[Natural-language object grounding data]
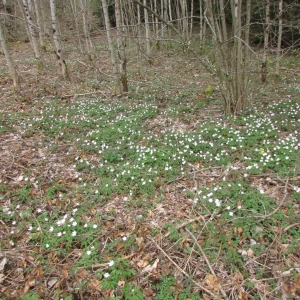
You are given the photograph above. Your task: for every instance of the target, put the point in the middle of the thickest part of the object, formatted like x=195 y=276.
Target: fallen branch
x=207 y=262
x=84 y=94
x=182 y=271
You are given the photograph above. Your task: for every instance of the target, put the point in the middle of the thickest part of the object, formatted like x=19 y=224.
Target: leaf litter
x=169 y=235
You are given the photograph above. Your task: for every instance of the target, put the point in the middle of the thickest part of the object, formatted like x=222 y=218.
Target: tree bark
x=32 y=29
x=278 y=54
x=9 y=61
x=147 y=33
x=86 y=31
x=39 y=23
x=266 y=44
x=58 y=52
x=118 y=89
x=121 y=47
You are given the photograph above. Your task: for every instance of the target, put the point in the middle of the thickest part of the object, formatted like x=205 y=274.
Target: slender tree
x=121 y=47
x=118 y=88
x=266 y=42
x=58 y=51
x=9 y=61
x=147 y=32
x=39 y=23
x=86 y=31
x=32 y=29
x=278 y=54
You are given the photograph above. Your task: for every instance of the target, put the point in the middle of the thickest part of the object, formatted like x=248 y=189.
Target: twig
x=291 y=226
x=281 y=203
x=84 y=94
x=182 y=271
x=98 y=266
x=193 y=173
x=207 y=261
x=187 y=223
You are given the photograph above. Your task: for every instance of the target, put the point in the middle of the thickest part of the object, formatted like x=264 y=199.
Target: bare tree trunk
x=86 y=31
x=9 y=61
x=266 y=44
x=75 y=23
x=139 y=24
x=247 y=35
x=121 y=47
x=202 y=33
x=32 y=30
x=147 y=29
x=156 y=27
x=239 y=81
x=39 y=23
x=223 y=20
x=118 y=89
x=192 y=19
x=58 y=52
x=278 y=54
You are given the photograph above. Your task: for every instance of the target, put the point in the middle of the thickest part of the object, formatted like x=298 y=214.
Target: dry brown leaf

▶ **Problem requirements**: Although the records above include pictures, the copy must contain only their exact text.

▶ **Worked solution**:
You are given the photograph above. Your task: for every instance of the target, put the point in the middle of the thickest part of the object, formatted like x=195 y=276.
Target: fallen branch
x=207 y=262
x=84 y=94
x=182 y=271
You are given the photograph above. Your task: for every instance of the target, put the point in the middle of the thickest part of the object, formatted like x=19 y=224.
Target: leaf litter
x=169 y=235
You are given the photograph above. Your task: for every instance of the target, put the point in the middle of the thickest part of the object, formatted like x=222 y=218.
Target: tree bark
x=32 y=29
x=278 y=54
x=9 y=61
x=147 y=33
x=86 y=31
x=39 y=23
x=266 y=44
x=58 y=52
x=118 y=89
x=121 y=47
You are given the photograph above. Your task: for every instance of the target, put the point in the middle of the thickest part of the object, formatted like x=205 y=274.
Target: slender tree
x=121 y=47
x=118 y=88
x=266 y=42
x=58 y=51
x=9 y=61
x=147 y=32
x=39 y=23
x=86 y=31
x=32 y=29
x=278 y=54
You are given the photograph above. Your task: for every instance of the target, put the point in the middle of the thickest part of the object, formatted like x=248 y=189.
Target: twig
x=291 y=226
x=281 y=203
x=84 y=94
x=182 y=271
x=98 y=266
x=193 y=173
x=207 y=261
x=187 y=223
You are given the photograph above. Your task: for every instance of the target, put the point in the middle of the thickest part of the object, formatted like x=264 y=199.
Target: bare tree trunk
x=86 y=31
x=9 y=61
x=266 y=44
x=75 y=23
x=139 y=24
x=247 y=35
x=121 y=47
x=202 y=33
x=32 y=30
x=147 y=29
x=156 y=27
x=239 y=81
x=39 y=23
x=223 y=20
x=118 y=89
x=192 y=19
x=58 y=52
x=278 y=54
You are given the photograph above. Your task: for every instance of the target, put the point in the middle of the thickest part of the object, formatted like x=298 y=214.
Target: dry brown leaf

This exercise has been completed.